[Selected excerpt Boundary: Start]

On the latter point, Clarke expanded on how the decision to embrace a hybrid working model post-pandemic means it can bolster the diversity of its workforce by enabling the company to tap talent in “under-represented populations and communities” around the world.
“Greater diversity means broader perspective – and a broader set of experiences that fuel innovation,” he added. “New skillsets are needed for cloud, edge, and as-a-service [IT delivery models], and now recruiting and retaining talent from anywhere is possible. We can level the playing field for the opportunity and strength of our company.
“We believe the future is a hybrid workforce and a hybrid cloud for a hybrid world where digital transformation fosters human transformation as we develop cultures that are more empathetic and patient to carry us through.” The impact that remote mass working will have on the underlying infrastructure on which enterprises run their businesses was also touched upon during the Dell Technologies World keynote. Following on from Squeri’s comments, Michael Dell said the data challenge that American Express is facing is one that many enterprises are grappling with. This is because the locations where that data is generated, stored, and must be processed are increasingly distributed.

[Selected excerpt Boundary: End]
[Listed records Boundary: Start]

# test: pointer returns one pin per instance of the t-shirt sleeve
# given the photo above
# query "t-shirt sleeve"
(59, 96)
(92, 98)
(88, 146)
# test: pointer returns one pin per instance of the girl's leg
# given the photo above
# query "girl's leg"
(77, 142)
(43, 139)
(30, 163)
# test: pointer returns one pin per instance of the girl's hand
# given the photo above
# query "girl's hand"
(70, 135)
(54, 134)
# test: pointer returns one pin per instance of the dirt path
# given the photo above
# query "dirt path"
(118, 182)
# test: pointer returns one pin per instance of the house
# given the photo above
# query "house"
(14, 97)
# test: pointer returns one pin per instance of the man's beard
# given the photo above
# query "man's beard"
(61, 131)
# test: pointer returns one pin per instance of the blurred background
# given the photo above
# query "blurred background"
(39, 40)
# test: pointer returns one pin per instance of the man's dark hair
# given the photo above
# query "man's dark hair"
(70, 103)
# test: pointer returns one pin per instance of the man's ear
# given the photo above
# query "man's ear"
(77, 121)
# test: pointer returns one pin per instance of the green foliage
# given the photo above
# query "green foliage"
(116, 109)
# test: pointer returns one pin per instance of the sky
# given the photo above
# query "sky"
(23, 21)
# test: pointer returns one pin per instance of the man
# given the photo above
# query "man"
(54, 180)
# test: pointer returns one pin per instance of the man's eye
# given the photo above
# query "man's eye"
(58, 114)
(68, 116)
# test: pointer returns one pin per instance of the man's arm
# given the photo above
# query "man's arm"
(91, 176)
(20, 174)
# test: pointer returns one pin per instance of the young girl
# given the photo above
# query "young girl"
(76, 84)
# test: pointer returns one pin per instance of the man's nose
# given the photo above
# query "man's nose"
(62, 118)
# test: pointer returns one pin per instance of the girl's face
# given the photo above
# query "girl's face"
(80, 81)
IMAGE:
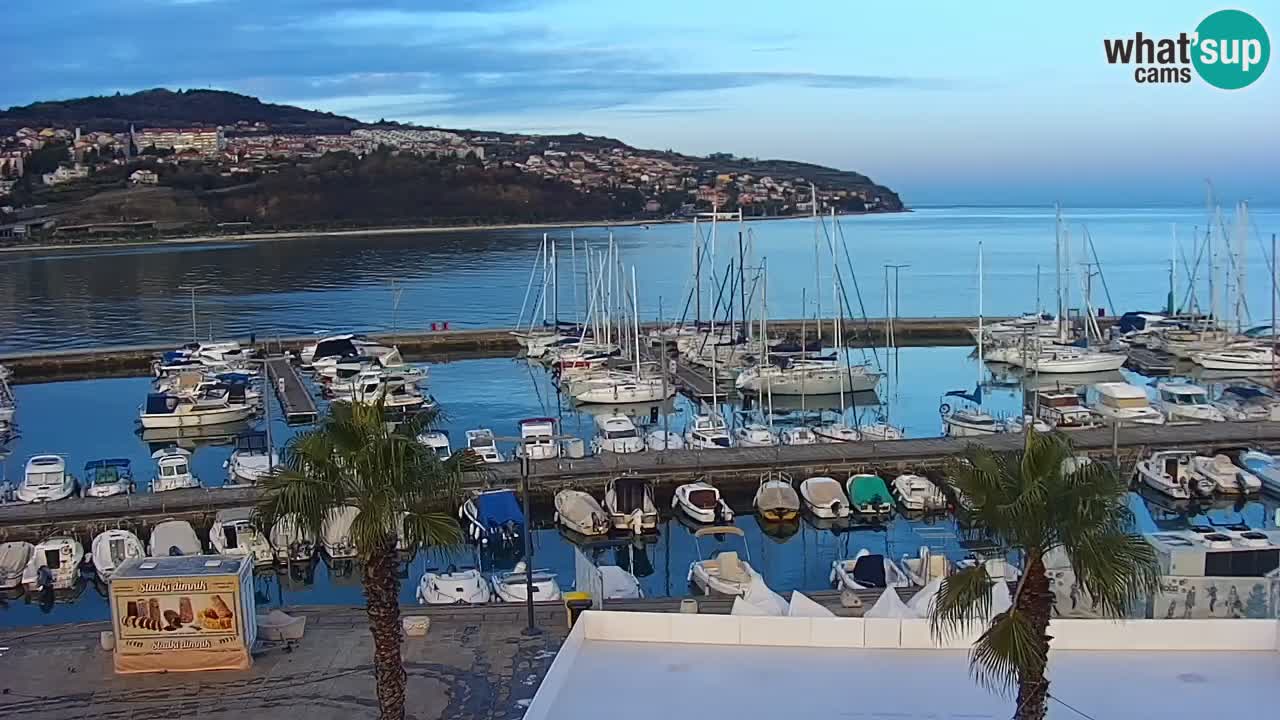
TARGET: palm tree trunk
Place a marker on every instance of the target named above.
(1036, 604)
(382, 600)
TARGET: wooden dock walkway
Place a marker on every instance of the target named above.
(296, 400)
(731, 468)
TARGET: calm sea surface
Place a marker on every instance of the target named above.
(92, 419)
(472, 279)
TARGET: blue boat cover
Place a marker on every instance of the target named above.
(497, 509)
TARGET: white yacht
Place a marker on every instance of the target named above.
(616, 433)
(438, 441)
(707, 432)
(174, 538)
(46, 479)
(173, 470)
(113, 547)
(538, 438)
(481, 442)
(1127, 404)
(702, 502)
(754, 434)
(251, 460)
(1170, 473)
(1185, 401)
(233, 533)
(918, 493)
(55, 563)
(176, 411)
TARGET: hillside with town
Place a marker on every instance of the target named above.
(163, 163)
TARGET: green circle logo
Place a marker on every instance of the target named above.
(1232, 49)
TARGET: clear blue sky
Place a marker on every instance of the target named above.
(945, 101)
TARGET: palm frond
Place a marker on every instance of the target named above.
(963, 602)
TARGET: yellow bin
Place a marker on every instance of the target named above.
(576, 602)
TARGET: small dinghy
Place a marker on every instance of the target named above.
(455, 586)
(54, 563)
(629, 502)
(917, 493)
(291, 542)
(723, 573)
(702, 501)
(173, 537)
(1226, 475)
(823, 497)
(493, 518)
(233, 533)
(113, 547)
(513, 586)
(580, 513)
(868, 570)
(14, 557)
(776, 500)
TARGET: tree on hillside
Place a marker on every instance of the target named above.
(1033, 502)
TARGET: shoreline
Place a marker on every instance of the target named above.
(385, 231)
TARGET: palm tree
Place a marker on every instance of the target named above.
(403, 495)
(1037, 501)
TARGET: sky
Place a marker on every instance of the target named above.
(946, 103)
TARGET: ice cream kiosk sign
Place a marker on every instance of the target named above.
(181, 614)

[Listed records Boundary: End]

- **Exercise details**: Repeat the excerpt on hybrid work word for word, from "On the latter" up to and including "of our company.". The rows have nothing to do with the excerpt on hybrid work.

- **Answer box**:
On the latter point, Clarke expanded on how the decision to embrace a hybrid working model post-pandemic means it can bolster the diversity of its workforce by enabling the company to tap talent in “under-represented populations and communities” around the world.
“Greater diversity means broader perspective – and a broader set of experiences that fuel innovation,” he added. “New skillsets are needed for cloud, edge, and as-a-service [IT delivery models], and now recruiting and retaining talent from anywhere is possible. We can level the playing field for the opportunity and strength of our company.